● **Data to examine**

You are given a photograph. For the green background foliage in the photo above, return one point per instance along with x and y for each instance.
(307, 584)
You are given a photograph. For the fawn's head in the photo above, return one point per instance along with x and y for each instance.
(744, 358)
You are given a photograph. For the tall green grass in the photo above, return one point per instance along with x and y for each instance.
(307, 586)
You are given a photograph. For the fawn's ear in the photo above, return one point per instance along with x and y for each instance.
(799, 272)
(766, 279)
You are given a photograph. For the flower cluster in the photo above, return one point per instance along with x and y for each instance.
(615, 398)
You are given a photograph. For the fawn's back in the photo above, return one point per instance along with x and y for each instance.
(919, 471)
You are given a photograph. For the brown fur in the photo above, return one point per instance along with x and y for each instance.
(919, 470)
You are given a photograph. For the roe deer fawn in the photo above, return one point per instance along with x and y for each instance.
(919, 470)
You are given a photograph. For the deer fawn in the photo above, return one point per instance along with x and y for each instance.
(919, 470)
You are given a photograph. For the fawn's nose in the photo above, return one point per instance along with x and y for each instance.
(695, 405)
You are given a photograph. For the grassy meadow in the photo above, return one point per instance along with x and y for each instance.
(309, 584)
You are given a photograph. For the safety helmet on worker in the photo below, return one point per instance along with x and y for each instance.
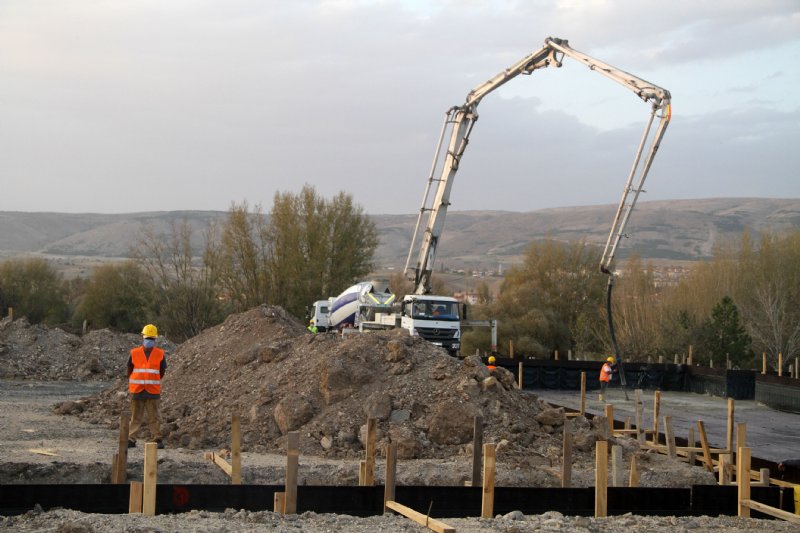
(150, 331)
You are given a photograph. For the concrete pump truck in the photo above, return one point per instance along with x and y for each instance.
(416, 310)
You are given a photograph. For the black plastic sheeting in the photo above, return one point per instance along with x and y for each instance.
(566, 375)
(443, 502)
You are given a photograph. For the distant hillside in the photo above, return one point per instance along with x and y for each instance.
(673, 230)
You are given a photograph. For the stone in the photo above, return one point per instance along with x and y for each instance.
(551, 417)
(452, 423)
(339, 380)
(292, 412)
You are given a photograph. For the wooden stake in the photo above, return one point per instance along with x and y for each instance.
(723, 461)
(487, 503)
(633, 480)
(704, 443)
(610, 418)
(741, 437)
(583, 393)
(391, 474)
(419, 518)
(566, 461)
(120, 470)
(743, 481)
(763, 477)
(616, 466)
(640, 435)
(671, 451)
(729, 434)
(477, 446)
(656, 410)
(150, 478)
(279, 502)
(372, 437)
(292, 460)
(236, 451)
(691, 455)
(135, 499)
(601, 480)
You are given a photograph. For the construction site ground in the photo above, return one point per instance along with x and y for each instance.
(772, 435)
(61, 397)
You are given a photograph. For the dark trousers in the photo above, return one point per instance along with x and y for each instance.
(140, 407)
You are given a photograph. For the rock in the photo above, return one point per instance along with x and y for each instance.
(514, 515)
(339, 380)
(378, 405)
(452, 423)
(292, 412)
(397, 351)
(551, 417)
(399, 416)
(407, 443)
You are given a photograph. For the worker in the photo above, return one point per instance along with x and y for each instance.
(146, 368)
(609, 367)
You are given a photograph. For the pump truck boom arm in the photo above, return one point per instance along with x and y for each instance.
(459, 121)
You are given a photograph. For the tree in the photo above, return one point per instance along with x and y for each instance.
(34, 289)
(724, 336)
(241, 258)
(545, 304)
(118, 296)
(317, 248)
(186, 290)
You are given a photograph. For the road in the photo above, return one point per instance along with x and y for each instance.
(771, 434)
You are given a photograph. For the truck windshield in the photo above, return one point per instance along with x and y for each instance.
(435, 310)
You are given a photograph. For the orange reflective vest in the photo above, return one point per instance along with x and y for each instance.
(605, 373)
(146, 375)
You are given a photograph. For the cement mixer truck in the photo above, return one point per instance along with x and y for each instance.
(370, 305)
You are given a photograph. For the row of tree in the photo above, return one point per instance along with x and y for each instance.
(736, 306)
(305, 247)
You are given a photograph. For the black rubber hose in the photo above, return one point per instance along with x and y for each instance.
(622, 379)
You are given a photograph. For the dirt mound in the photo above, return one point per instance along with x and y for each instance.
(37, 352)
(264, 366)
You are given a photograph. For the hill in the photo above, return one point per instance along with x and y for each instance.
(680, 230)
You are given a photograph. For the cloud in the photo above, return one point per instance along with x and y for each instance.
(150, 105)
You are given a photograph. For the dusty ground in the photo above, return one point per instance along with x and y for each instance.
(265, 367)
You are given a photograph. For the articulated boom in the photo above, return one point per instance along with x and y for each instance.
(459, 121)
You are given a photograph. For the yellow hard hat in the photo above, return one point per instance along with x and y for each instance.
(150, 331)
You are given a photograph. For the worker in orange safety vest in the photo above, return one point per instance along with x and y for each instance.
(609, 367)
(146, 367)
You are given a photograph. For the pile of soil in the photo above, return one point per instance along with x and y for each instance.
(264, 366)
(37, 352)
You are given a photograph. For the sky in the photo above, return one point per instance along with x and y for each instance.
(118, 106)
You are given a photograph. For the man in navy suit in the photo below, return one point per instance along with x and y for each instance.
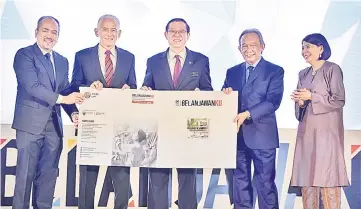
(43, 85)
(176, 69)
(104, 65)
(260, 86)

● **Assigned task**
Go through the entries above and output them exactly, without pictures.

● **Response to this task**
You are given a photograph. For the green background foliage in the photo above, return one point per instance along with x and y for each instance.
(307, 584)
You are given a photograph. For the fawn's head in the photo above, return one point per instance along with x and y for each instance.
(744, 358)
You are given a photograph. For the tall green grass in the photo above, return one point per instance along with x and y for each instance.
(307, 586)
You are given a photograph. For the fawn's ear in the photo above, return one point per instance along with x and y for each instance.
(799, 272)
(766, 279)
You are given a photograph. For the flower cluster in the photo above, return one point per instance along with x and y for each instance.
(615, 398)
You are given a photograph. For the fawn's back in the photo above, return one point per instance along with x and y for each instance.
(919, 471)
You are given a photograph. For the brown fur in the photo above, return one point per instance along with x and y for each instance.
(919, 470)
You are given a photograph. For the roe deer fawn in the photo above, return one point per instance along with x and y for each instance.
(919, 470)
You are given a photograph. For the deer fawn in the photo above, return one point per instance along with x and y for each instance.
(919, 470)
You are given a photograph. For the fawn's nose in the photo above, return one point per instance along with x and y for each instance.
(695, 405)
You are given a photograph. For the grassy meadow in the photo above, return one point per instance along with x and y for each instance.
(309, 584)
You are given a photograph. For the safety helmet on worker in the photo below, return one point per instance along with x and y for each instance.
(150, 331)
You are given a photograph. For the concrete pump truck in the photo above, return one point per instance along with x and y for each instance.
(416, 310)
You are given a photograph. For the black plastic sheeting in the photo above, return one point per instance along with x and y for each instance.
(566, 375)
(443, 502)
You are given a photograph. For the distant hillside in the photo above, return one point per instance along with x and y for each instance.
(673, 230)
You are given a photograph. For the stone in the photo above, return one point per instance along with x and y for each instance.
(551, 417)
(452, 423)
(339, 380)
(292, 412)
You are given a photograph. For the wooden stake in the photo above, return one point per instance along with x and y for each instance.
(723, 461)
(487, 503)
(633, 480)
(704, 443)
(610, 418)
(741, 437)
(583, 393)
(391, 474)
(419, 518)
(566, 461)
(120, 470)
(743, 481)
(763, 477)
(616, 466)
(640, 435)
(671, 451)
(729, 434)
(477, 446)
(656, 410)
(150, 478)
(279, 502)
(372, 437)
(292, 460)
(236, 451)
(691, 455)
(135, 499)
(601, 480)
You are given a photograph. For the construction site ground in the photo above, return one point per instance along with x and y for each instance.
(772, 435)
(61, 397)
You are given a photograph. For the dark trousers in the photo above, return one point per instance along with x and y for each instance.
(140, 407)
You are given a photograph. For the rock in the photo above, return one point per instance along with x and y for each instance.
(514, 515)
(339, 380)
(378, 405)
(452, 423)
(292, 412)
(397, 351)
(551, 417)
(399, 416)
(407, 443)
You are given a photograph. For the worker in the photo above, return one point per instance along with x and y for each instance.
(146, 368)
(609, 367)
You are given a photograph. For the pump truck boom arm in the photo above, return one point per instance along with x and y for each instance.
(459, 121)
You are given a photograph. For the tree in the photo above, return one point per instance along with x and y for each instance.
(34, 289)
(724, 336)
(241, 258)
(545, 304)
(118, 296)
(317, 248)
(186, 290)
You are given a photograph. For the road in the photo above, return one point per instance along with x and y for each instance.
(771, 434)
You are given a photograph. For the truck windshield in the photo above, return one point per instance along with x and y for each instance.
(435, 310)
You are given a photograph. For the orange reflective vest in the photo above, return one point per instance along with x and y for each instance.
(605, 373)
(146, 375)
You are given a photograph. For the cement mixer truck in the photo above, return one point per instance along with x and y for each instance.
(370, 305)
You are given a photograph. For the row of tree in the photo above, return one point per instance along with x and y for each instance.
(736, 306)
(305, 247)
You are given a photograph. For the black rubber hose in the photo above, return one point per instance along with x and y for each instance.
(622, 379)
You are given a photograph. For the dirt mound in the photo above, return one point per instance along with x and y for each instance.
(37, 352)
(264, 366)
You are given a photograph. For the hill in the photo above, return one point per instance along with x and y for each instance.
(680, 230)
You are given a photograph. For the cloud in the photo above, return one point per instance along with x and y for each instance.
(150, 105)
You are given a photograph. For the dusty ground in the photo above, return one point per instance along with x and y for each instance.
(265, 367)
You are given a photograph. For the articulated boom in the photo above, return one point per instance along with x and y for each instance.
(459, 121)
You are given a photograph. For the yellow hard hat in the photo above, return one point per instance along with x and y for each instance.
(150, 331)
You are given a photograph. For the worker in orange safety vest in the photo above, return one point per instance along with x and y for each instance.
(609, 367)
(146, 367)
You are given a photograph. For the pile of soil in the photo above, return one point per instance along with x and y for each instance.
(264, 366)
(37, 352)
You are given a photograph. For the sky in the photo above, return one point per instance along with x and y for each instance.
(118, 106)
You are given a photograph. For the man in navy suit in the photo below, return one point per instance along with x and y for each instance.
(43, 85)
(176, 69)
(104, 65)
(260, 86)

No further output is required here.